COVID-19ワクチンの仕組みを扱った本文から、次の一文を英語に翻訳してください。「生命の設計図であるゲノム情報はDNAの配列でできています。」

▶ **本文**:
= = = = =

さて、次に、ワクチンに関する一般的な話ではなく、近い未来(1年以内)に、皆さんに接種されるであろう、「ファイザー社のCOVID-19ワクチン」と、「アストラゼネカ社のCOVID-19ワクチン」について、そのメカニズムの違いについてお話したいと思います。
何も知らずに、『大丈夫だよ〜、心配いらないよ〜』とささやかれながら、COVID-19のワクチンを打たれるより、ちゃんとメカニズムを理解した上で、(あるいは理解したような気持ちになった上で)接種される方が、「安心」 ―― とまでは言えなくとも、「覚悟」はできると思います。
カッチリした出典(国立感染症研究所等の資料)と違う、分かりやすさ優先、専門用語最小、シバタ意訳(大)で解説いたします。
では最初は、「ファイザー社のCOVID-19ワクチン」についてお話しましょう。
最近、ニュースで言われている、ファイザー社の「mRNAワクチン」って何だと思いますか?
まず、mRNAについて、以前のレポートで使った資料でお話します。
生命の設計図であるゲノム情報はDNAの配列でできています。
しかし、このDNA配列は情報であり、直接、身体の血肉や骨を構成するタンパク質を作り出すことはできません。それだけではただの設計図です。

= = = = =

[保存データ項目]
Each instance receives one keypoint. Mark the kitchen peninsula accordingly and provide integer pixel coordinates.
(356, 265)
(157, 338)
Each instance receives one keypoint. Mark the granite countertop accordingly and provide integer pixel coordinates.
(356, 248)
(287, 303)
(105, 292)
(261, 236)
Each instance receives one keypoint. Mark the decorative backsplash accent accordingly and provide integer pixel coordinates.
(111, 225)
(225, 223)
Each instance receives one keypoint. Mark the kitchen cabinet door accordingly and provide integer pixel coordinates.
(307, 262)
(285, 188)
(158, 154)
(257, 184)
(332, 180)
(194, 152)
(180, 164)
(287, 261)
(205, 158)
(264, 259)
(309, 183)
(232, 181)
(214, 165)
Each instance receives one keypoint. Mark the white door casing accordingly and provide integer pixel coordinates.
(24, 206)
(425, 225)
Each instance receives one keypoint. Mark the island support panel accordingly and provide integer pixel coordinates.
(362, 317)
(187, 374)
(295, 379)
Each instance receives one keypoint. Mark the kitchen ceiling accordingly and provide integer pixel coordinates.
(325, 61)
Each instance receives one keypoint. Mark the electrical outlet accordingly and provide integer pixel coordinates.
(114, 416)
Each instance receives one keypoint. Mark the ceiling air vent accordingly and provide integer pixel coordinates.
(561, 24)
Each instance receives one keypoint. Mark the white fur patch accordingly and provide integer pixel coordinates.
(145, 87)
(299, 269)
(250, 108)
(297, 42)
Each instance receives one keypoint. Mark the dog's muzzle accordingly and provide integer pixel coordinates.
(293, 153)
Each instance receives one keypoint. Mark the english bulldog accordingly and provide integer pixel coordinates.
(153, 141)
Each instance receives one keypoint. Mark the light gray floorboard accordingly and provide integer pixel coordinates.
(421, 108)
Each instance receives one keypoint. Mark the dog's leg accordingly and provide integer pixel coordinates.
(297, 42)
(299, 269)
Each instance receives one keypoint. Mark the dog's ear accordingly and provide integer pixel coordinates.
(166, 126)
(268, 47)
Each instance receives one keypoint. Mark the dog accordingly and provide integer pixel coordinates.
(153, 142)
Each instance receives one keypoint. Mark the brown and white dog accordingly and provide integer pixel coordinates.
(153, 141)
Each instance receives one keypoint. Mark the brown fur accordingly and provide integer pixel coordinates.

= = = = =

▶ **解答欄**:
Genomic information, the blueprint of life, is made up of DNA sequences.